#### ARTICLE

Sport: The Last Race

Most men shrink from death. Tazio Nuvolari spent most of his life racing toward it. Born in the little village of Castel d'Ario, in the province of Mantua, he first challenged death at 13, jumping off his parents' roof with an umbrella for a parachute. Tazio got off with a few bruises.

At 20, he patched up an old Bleriot airplane, which had crashed near his village, and took off from the same roof. Crashing in flames atop a nearby haystack, he counted only a few broken bones. His lust for speed swiftly led him to motorcycles and racing cars. He was happiest when he could feel wheels whirling beneath him, their treads screaming along some treacherous road.

Cheers for a Virtuoso. Death rode often with Nuvolari in World War I, when he drove a Red Cross ambulance. In 1924 he won his first auto race, and a legend began to grow. At first, crowds came to witness the early end of the tiny (5 ft. 4 in., 130 Ibs.) "Flying Madman." When they found that he was virtually indestructible, they cheered for a virtuoso of the wheel. Nuvolari steered his string of Bugattis, Alfa-Romeos, Cisitalias and Ferraris with profanity, main force and incredible finesse. No stylist, he seldom took a curve the same way twice, yet he could slide through a sharp turn at 150 m.p.h., all the while holding his front wheels a fixed few inches from the fence.

########

§ JOB
Continue the article on Tazio Nuvolari from where it stops.

#### EXTRACTED RECORDS

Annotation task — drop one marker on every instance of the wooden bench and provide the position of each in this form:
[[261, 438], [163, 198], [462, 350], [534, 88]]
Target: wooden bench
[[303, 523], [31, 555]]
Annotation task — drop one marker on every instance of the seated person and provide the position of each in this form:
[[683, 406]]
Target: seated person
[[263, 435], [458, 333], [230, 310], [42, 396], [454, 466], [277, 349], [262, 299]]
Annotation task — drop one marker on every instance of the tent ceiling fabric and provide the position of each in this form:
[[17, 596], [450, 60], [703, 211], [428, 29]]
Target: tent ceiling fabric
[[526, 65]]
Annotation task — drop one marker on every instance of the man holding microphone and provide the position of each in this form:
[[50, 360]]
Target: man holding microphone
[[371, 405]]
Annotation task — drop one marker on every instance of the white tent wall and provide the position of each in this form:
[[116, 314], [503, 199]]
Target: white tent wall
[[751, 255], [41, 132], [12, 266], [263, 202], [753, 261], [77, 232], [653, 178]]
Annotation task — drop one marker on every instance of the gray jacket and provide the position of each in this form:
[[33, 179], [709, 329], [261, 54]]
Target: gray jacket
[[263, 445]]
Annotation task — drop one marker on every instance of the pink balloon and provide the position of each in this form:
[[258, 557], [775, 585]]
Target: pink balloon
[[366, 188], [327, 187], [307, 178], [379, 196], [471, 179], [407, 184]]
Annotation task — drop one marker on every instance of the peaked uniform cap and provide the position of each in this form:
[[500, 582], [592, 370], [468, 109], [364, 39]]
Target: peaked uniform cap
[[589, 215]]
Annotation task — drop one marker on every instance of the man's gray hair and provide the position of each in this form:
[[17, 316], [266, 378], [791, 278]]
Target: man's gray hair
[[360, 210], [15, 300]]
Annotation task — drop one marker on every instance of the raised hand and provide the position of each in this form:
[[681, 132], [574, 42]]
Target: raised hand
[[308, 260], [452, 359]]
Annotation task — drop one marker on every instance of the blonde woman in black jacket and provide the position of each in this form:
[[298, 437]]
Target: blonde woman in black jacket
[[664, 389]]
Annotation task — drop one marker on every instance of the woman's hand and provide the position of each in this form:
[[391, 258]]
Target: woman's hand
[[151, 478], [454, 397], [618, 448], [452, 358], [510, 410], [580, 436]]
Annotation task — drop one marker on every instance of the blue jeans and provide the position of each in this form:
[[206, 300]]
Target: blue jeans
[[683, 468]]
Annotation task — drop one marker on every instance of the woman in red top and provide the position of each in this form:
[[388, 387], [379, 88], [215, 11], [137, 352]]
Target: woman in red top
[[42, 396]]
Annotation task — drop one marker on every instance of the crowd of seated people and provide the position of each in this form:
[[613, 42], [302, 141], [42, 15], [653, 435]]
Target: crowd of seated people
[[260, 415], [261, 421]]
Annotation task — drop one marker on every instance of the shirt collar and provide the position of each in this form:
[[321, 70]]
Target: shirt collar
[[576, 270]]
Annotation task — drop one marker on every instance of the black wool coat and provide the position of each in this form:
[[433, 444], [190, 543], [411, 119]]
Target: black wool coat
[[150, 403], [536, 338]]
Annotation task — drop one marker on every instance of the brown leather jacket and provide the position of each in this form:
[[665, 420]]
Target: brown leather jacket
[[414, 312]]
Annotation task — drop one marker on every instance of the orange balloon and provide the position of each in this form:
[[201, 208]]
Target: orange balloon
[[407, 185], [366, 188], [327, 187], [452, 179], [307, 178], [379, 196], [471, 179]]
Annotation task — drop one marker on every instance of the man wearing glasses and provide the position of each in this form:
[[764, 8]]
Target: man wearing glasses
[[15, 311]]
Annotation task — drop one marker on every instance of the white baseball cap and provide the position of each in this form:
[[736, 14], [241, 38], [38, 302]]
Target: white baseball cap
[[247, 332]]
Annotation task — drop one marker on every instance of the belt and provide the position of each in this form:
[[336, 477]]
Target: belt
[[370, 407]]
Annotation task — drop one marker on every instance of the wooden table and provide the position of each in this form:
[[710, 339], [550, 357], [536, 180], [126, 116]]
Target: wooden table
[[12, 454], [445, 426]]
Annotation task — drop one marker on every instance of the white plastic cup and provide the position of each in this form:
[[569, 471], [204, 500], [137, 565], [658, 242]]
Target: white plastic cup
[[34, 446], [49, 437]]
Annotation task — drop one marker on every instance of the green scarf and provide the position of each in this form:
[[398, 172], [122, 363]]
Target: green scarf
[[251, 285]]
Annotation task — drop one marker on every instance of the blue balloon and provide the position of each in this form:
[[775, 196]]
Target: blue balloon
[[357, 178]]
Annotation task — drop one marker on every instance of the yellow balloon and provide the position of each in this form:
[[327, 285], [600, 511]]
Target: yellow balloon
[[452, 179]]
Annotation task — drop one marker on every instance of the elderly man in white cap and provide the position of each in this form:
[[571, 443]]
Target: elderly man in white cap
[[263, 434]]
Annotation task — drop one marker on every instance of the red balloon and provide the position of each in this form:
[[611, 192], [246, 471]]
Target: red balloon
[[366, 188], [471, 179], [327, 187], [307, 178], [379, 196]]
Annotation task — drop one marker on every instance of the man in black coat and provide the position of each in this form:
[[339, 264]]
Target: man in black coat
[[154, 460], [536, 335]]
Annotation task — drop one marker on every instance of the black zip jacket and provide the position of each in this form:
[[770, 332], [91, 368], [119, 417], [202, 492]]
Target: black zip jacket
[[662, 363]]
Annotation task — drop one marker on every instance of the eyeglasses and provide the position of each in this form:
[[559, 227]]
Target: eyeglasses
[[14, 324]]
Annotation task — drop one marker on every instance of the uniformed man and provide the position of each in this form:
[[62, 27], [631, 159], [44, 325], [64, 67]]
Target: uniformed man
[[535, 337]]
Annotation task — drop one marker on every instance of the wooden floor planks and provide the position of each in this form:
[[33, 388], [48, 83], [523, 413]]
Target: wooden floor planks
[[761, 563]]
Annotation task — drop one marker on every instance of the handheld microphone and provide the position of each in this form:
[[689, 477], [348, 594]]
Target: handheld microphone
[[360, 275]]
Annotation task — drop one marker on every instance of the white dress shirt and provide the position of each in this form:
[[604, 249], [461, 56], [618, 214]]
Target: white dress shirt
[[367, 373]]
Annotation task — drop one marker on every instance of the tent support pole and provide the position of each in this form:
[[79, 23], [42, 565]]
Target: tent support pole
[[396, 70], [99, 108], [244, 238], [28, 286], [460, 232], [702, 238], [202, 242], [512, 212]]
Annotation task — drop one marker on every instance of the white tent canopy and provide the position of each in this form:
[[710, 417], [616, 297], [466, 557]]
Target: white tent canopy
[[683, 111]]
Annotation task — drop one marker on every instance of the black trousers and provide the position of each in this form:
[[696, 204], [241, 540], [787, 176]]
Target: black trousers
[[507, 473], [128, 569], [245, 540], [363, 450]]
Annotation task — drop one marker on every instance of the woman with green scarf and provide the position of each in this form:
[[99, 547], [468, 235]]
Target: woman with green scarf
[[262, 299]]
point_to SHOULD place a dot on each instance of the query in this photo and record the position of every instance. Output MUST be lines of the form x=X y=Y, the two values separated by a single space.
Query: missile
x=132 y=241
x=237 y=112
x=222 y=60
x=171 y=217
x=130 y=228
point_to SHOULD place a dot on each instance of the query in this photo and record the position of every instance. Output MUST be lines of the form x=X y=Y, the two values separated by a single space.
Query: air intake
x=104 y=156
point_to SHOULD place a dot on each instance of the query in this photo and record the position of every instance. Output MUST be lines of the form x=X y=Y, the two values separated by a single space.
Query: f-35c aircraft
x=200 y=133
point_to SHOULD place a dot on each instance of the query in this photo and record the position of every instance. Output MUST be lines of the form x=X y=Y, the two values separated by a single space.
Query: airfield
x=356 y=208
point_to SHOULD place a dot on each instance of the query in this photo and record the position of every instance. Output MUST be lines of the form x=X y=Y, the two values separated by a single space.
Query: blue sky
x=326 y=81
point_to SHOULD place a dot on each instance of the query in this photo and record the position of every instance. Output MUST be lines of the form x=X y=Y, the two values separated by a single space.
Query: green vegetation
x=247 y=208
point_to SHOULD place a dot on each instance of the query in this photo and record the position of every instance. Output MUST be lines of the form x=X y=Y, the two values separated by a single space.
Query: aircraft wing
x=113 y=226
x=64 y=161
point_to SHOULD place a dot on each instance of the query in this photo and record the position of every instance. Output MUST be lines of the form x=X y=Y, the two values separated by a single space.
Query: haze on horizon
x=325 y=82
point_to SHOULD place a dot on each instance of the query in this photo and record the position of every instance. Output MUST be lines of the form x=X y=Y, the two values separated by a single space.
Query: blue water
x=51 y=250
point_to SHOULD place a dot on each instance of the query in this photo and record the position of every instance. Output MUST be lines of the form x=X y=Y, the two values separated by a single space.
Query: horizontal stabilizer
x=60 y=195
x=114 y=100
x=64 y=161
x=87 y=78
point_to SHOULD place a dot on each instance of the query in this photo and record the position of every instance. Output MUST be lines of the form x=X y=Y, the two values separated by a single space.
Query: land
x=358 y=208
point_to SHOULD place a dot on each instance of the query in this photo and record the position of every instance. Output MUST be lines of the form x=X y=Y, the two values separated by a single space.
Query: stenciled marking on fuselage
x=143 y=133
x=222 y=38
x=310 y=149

########

§ RESULT OF THIS EXERCISE
Of 136 major auto races, Nuvolari won 72, could blame most of his defeats on car failure. He took every big European race at least once—the Grand Prix, Le Mans, the Mille Miglia. Superstitious, he liked always to have a hunchback friend nearby when he raced, for good luck. He always wore the same yellow sweater, blue pants and tricolored scarf. Italians said of Nuvolari, as they had long before said of their spellbinding violinist, Paganini. that he had "a pact with the devil." This belief was strongly supported by Nuvolari's chief European rival, Achille Varzi. In the 1930 Mille Miglia, Varzi was coasting along the homestretch at night, confident that he was far in the lead. For miles, he had noticed no headlights behind him. Suddenly, out of the blackness, a car emerged, shot past him, finished first. For hours, Nuvolari had trailed Varzi over tortuous roads with his headlights off.

Nuvolari's unearthly skill sometimes surpassed other drivers' understanding, though they acknowledged him as the greatest racer of all. At Monte Carlo's 1935 Grand Prix, heavy rains swept the racing route. A car's oil line broke in the middle of an already slippery S curve. The five cars following piled up and littered the road like tank barriers. Next came Nuvolari. In a few seconds, at high speed, he power-slid and threaded his way across the slick and between the crashed cars with only millimeters to spare, without touching one.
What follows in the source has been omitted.